Stored data
┌──

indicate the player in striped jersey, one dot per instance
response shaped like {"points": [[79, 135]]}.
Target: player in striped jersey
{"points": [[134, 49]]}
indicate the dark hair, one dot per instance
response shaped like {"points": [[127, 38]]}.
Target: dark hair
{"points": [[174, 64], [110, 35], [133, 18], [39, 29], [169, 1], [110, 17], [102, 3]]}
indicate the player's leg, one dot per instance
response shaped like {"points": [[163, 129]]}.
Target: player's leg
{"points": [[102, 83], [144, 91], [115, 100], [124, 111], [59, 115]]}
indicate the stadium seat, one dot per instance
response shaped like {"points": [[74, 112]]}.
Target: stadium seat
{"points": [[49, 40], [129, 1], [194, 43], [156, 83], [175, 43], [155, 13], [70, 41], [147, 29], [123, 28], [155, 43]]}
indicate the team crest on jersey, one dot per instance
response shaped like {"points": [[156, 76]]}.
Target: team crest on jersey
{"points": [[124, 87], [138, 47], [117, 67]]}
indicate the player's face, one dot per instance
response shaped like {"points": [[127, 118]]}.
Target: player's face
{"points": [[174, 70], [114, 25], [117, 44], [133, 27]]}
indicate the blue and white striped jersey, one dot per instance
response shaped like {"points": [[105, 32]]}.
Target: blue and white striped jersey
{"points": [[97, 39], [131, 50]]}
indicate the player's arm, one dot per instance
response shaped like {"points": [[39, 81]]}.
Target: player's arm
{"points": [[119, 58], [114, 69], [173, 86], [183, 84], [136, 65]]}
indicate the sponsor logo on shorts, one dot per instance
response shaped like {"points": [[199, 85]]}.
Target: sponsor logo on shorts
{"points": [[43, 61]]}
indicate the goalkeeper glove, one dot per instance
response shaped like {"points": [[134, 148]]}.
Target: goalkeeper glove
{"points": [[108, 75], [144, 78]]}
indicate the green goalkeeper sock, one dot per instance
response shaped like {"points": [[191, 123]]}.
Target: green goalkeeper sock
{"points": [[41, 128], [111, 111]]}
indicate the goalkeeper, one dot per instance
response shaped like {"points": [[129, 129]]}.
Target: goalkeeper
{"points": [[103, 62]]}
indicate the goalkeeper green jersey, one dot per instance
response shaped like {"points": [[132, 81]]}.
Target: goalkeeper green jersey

└──

What this task involves
Restate the whole listing exactly, leaving out nothing.

Task answer
indicate the player in striped jersey, one dot per instance
response shaped like {"points": [[79, 135]]}.
Target: player in striped jersey
{"points": [[134, 49]]}
indicate the dark hair, one dot per instance
response shaped like {"points": [[127, 38]]}.
Target: dark hair
{"points": [[174, 64], [110, 35], [133, 18], [39, 29], [169, 1], [110, 17], [102, 3]]}
indicate the player's leg, one dot per instance
response shaped like {"points": [[163, 129]]}.
Target: player's leg
{"points": [[102, 83], [144, 91], [115, 100], [124, 111], [59, 115]]}
indicate the stadium seat, one dot per instance
response shaped like {"points": [[74, 112]]}.
Target: stadium seat
{"points": [[49, 40], [129, 1], [194, 43], [156, 83], [175, 43], [155, 13], [70, 41], [147, 29], [123, 28], [155, 43]]}
indicate the team crest on jersey, one dot per instance
response shaped like {"points": [[156, 76]]}.
Target: team crest on jersey
{"points": [[124, 87], [138, 47], [117, 67]]}
indicate the player's face, one dot per instance
response shaped like {"points": [[127, 118]]}.
Target: player's face
{"points": [[174, 70], [114, 25], [117, 44], [133, 27]]}
indicate the blue and white striped jersey, one dot per instance
response shaped like {"points": [[105, 32]]}.
Target: blue and white striped jersey
{"points": [[97, 39], [131, 50]]}
indicate the player's arm, one dot per instance
response shaped like {"points": [[39, 81]]}.
Target: player's arm
{"points": [[119, 58], [114, 69], [173, 86], [183, 84], [136, 65]]}
indicate the sponsor logo on shorts, one dot per instance
response shaped like {"points": [[199, 85]]}.
Target: sponsor logo on shorts
{"points": [[43, 61]]}
indicate the goalkeeper glove, one dot per instance
response shaped like {"points": [[134, 148]]}.
Target: goalkeeper glove
{"points": [[108, 75], [144, 78]]}
indicate the green goalkeeper sock, one dot per instance
response shaped like {"points": [[191, 123]]}.
Target: green goalkeeper sock
{"points": [[41, 128], [111, 111]]}
indicate the goalkeeper, one dot per instance
response shaped like {"points": [[129, 129]]}.
Target: goalkeeper
{"points": [[103, 62]]}
indicate the goalkeeper green jersey, one dot per instance
response shaped like {"points": [[132, 81]]}.
Target: goalkeeper green jersey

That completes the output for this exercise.